Set problem A
In the blog post on for-loop optimization, transcribe the passage from "Wednesday, March 05, 2008" up to and including "some work-related geekery.".
Set problem B
Rewrite the paragraph of the blog post on for-loop optimization that begins "This is probably stupid and you probably already know about this" more briefly, keeping its main facts.

── Excerpt provided ──

Wednesday, March 05, 2008

Since some people have gotten tired of staring at my last post, and also since it's some whacky hour in the middle of the night when I should be sleeping, but ain't, I decided to share some work-related geekery.

This is probably stupid and you probably already know about this, but... You know that one bit of coding advice that's been going around about how you should initialize a local variable to the length of an array and use that in your "for" loop condition instead of accessing the length property on the array every iteration? Yeah. That one. Well, a couple colleagues and I were curious if this practice applied to all languages. Long story short, it seems that generally speaking, modern compilers (e.g., C#, VB, Java) should make such optimizations for you and to do so in those languages may be superfluous and only serve to make the code harder to read. However, such manual tweaking is still a good practice if you're developing Javascript for web pages (being that there is currently no smart JIT optimization going on under the hood of your typical browser today).

A compact, clean method of doing this involves initializing the length variable along with the iterator in the for loop construct:

for (var i = 0, len = myArray.length; i < len; i++) {}

Not only is this compact, but it also scopes the variable "len" to the loop itself, meaning it's eligible for garbage collection immediately after the loop is done iterating.

As for compiled languages (and even non-compiled languages), there are still options for speeding up array access in a "for" loop. One that I thought was interesting, but really makes app logic tough to follow, is initializing the iterator with the length of the array minus one, then counting backwards.

for (var i = myArr.length - 1; i >= 0; i--) {}

That really just buys you some extra cycles during the initialization of the loop, but not throughout subsequent iterations, and as I said, it's hard to immediately determine the purpose of that loop. One situation where you might get a noticeable increase in performance using that construct is when iterating through a large jagged multi-dimensional array. Like anyone ever does that.

Anyway, that's what you get for complaining about stale posts on my blog.

───
── Recorded data ──

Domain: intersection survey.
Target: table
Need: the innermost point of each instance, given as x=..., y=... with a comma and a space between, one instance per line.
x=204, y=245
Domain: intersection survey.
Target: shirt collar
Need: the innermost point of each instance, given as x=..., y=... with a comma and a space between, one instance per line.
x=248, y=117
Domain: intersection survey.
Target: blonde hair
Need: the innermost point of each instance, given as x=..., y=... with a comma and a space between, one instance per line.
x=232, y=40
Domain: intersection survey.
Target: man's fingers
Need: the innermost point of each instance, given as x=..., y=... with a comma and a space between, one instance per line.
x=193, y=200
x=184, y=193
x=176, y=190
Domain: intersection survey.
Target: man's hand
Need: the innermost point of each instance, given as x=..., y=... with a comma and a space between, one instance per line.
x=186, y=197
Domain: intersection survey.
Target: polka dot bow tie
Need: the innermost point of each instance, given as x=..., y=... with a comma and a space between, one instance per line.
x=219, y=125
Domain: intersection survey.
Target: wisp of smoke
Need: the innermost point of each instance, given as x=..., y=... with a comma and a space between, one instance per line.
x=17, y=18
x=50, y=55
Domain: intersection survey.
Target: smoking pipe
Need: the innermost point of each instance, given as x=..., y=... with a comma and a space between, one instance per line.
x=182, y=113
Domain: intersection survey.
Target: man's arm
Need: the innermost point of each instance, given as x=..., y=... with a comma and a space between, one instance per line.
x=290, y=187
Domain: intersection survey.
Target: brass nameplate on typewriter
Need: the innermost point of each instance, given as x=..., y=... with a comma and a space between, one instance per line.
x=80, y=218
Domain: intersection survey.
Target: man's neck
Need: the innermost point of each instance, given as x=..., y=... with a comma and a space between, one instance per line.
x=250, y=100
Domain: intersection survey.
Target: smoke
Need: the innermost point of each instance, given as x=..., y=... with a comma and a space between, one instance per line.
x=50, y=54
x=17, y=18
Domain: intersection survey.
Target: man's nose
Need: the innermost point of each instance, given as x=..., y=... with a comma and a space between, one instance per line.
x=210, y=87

───
── Recorded data ──

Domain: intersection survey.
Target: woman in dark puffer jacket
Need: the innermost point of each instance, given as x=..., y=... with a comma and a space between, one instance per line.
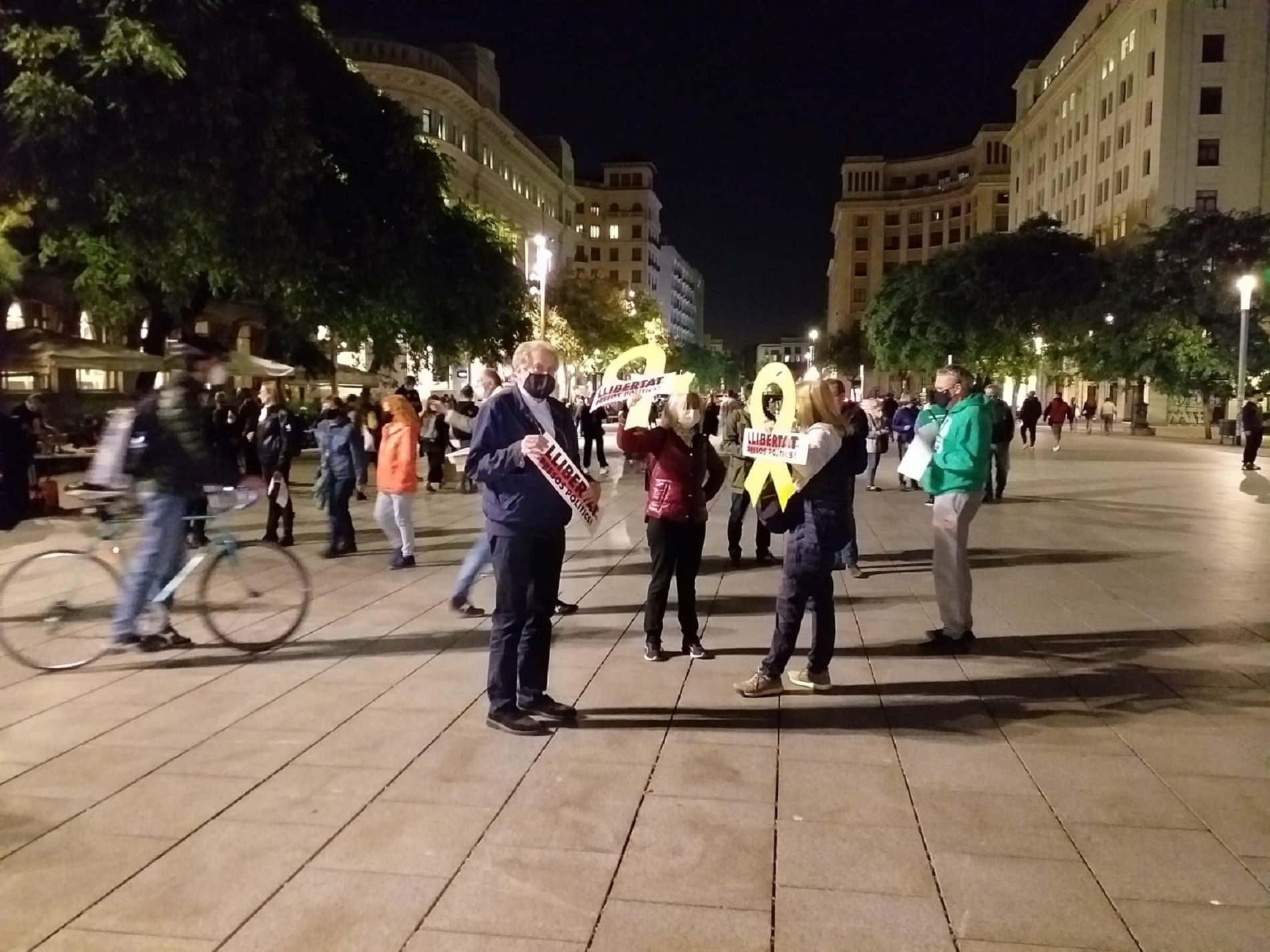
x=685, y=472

───

Right answer A
Wednesday, March 05, 2008

Since some people have gotten tired of staring at my last post, and also since it's some whacky hour in the middle of the night when I should be sleeping, but ain't, I decided to share some work-related geekery.

Right answer B
A common tip says to store an array's length in a local variable and use it in the "for" loop condition instead of reading the length property on every iteration. The writer and a couple of colleagues wanted to know whether this applies to all languages. In general, modern compilers (e.g., C#, VB, Java) make this optimization on their own, so doing it by hand in those languages may be superfluous and only make the code harder to read. For Javascript on web pages it is still good practice, because the typical browser today does no smart JIT optimization.